Text segment ▸
-- Opening Marker --

Pujara finds batting zen, and more

Key points from Border-Gavaskar trophy 2017- 

Australia surpass expectations

Not many people gave Australia a chance when they arrived on Indian shores. Ricky Ponting said if Ausatrlia can show fight in India that will be more than sufficient while Saurav Ganguly expected a 4-0 whitewash in India’s favour. Rightly so, before this series Australia had lost 9 straight tests in subcontinent – which surely does not inspire much confident. But Australia brought their ‘A’ game to surpass many expectations. In Pune they routed India on a rank turner courtesy Steven Smith tour de force and SOK 12-70 to win their first game in India since 2004. Even after loss in Bangalore they held up their head high. In Ranchi when defeat looked inevitable, Peter Handscomb and Shaun Marsh resuscitated Australian innings to earn a hard fought draw. For a team, whose most players were playing in India for first time, Australia showed a lot of gritty fight along with restraint to comeback from any situation, while more experienced teams have crumbled as we saw with Alastair Cook led England. In the end a mere one session was difference between India and Australia.

KL Rahul grows in stature 

Before the start of this series KL Rahul had scored 807 runs at an average of 38.42 with 4 100s and 1 50. This highlighted his inconsistency with bat which is harmful for team, as an opener is expected to see-off new ball in order to make run scoring relatively easier for middle order batsmen. Now, after the end of Border-Gavaskar Trophy, Rahul average has escalated to 44.44 i.e an increase of 6.02 runs per match. In this series KL Rahul scored 6 50+ scores. He didn’t get the hundred for which he is known for but all these 50+ scores helped India to lay a strong platform.  All four games were played on four highly different pitches – symbolizes – Rahul easy-to-adapt technique. In Pune and Bangalore he encountered spin and variable bounce. Dharamsala was pacy and bouncy where he scored 2 50s, bodes well for him when he tours abroad.

-- Closing Marker --

Input data ▸
-- Opening Marker --

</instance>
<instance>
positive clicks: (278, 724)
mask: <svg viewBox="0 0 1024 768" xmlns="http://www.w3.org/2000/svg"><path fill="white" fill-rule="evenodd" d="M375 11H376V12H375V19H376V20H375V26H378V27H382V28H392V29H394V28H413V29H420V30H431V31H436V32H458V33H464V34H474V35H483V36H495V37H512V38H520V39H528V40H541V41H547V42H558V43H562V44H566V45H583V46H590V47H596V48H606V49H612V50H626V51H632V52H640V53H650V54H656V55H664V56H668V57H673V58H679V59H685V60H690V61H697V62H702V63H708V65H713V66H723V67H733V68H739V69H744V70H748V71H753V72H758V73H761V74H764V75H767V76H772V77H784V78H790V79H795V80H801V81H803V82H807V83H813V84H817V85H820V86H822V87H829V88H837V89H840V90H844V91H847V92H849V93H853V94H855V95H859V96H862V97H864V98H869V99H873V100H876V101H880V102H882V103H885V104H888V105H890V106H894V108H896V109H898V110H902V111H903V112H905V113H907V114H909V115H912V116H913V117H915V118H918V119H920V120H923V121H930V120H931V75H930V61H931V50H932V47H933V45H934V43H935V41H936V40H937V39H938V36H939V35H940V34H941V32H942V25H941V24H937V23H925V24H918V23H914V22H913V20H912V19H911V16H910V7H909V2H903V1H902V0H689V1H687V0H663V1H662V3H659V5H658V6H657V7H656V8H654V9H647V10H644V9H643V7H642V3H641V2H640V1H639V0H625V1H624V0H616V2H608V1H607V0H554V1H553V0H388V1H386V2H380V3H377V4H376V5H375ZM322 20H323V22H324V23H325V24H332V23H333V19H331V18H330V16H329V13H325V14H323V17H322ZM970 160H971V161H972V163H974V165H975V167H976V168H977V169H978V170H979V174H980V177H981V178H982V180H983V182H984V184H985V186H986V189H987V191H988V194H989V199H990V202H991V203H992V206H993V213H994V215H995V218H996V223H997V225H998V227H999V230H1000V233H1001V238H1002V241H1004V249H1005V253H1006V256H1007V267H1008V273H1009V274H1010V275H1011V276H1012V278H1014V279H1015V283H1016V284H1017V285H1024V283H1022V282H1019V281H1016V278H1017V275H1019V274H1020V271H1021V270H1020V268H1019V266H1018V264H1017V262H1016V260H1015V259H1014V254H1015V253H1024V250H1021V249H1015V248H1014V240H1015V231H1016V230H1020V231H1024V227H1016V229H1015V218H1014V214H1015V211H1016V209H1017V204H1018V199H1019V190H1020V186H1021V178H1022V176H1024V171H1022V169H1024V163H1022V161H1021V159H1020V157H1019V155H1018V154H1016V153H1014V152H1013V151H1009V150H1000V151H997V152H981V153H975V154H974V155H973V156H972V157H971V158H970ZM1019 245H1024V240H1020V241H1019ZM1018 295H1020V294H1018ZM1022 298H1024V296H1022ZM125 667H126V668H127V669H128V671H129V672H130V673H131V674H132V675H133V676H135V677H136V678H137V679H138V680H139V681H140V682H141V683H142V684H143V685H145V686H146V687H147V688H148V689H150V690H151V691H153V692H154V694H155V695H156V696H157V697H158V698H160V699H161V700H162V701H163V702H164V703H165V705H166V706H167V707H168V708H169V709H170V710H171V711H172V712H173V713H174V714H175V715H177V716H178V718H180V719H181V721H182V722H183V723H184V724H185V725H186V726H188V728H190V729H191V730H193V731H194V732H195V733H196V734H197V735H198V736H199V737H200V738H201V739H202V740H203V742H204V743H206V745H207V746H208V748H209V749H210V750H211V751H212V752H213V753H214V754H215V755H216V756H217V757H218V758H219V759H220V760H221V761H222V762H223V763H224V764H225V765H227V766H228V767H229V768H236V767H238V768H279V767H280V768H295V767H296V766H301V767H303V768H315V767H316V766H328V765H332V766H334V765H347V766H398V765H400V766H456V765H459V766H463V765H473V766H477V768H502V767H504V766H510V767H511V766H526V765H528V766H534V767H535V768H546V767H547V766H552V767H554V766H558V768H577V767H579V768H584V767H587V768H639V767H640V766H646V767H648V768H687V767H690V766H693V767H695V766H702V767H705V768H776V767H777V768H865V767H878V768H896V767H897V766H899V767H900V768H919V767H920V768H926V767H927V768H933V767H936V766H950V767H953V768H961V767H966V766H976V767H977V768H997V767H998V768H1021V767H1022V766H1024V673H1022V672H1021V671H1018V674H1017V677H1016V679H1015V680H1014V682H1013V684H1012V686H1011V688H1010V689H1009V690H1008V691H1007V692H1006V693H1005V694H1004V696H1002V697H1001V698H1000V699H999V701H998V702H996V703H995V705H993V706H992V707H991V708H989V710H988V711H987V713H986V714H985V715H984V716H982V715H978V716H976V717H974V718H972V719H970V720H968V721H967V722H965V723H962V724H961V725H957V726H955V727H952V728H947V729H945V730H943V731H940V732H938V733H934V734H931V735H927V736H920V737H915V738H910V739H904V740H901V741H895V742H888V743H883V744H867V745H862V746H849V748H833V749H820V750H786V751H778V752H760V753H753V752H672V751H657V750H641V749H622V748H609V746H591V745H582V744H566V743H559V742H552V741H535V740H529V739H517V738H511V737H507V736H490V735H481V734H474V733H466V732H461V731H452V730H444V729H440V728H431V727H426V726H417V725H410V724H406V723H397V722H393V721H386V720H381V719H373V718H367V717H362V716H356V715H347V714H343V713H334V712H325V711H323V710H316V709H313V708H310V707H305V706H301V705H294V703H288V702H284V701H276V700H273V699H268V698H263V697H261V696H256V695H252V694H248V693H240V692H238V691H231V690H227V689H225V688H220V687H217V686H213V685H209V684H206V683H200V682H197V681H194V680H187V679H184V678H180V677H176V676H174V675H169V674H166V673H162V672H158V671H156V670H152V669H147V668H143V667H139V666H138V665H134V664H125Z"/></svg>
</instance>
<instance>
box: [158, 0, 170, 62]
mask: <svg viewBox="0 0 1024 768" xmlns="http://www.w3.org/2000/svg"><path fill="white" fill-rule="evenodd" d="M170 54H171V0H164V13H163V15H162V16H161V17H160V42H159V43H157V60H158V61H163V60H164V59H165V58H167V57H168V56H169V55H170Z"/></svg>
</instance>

-- Closing Marker --

Exercises ▸
A. In the cricket article on the Border-Gavaskar Trophy, what result did Saurav Ganguly predict for the series?
B. According to the cricket article on the Border-Gavaskar Trophy, why was KL Rahul's inconsistency with the bat harmful for the team?

Expected results ▸
A. He predicted a 4-0 whitewash in India's favor.

B. An opener is expected to see off the new ball so that run scoring becomes relatively easier for the middle-order batsmen. Rahul's inconsistency undercut that job.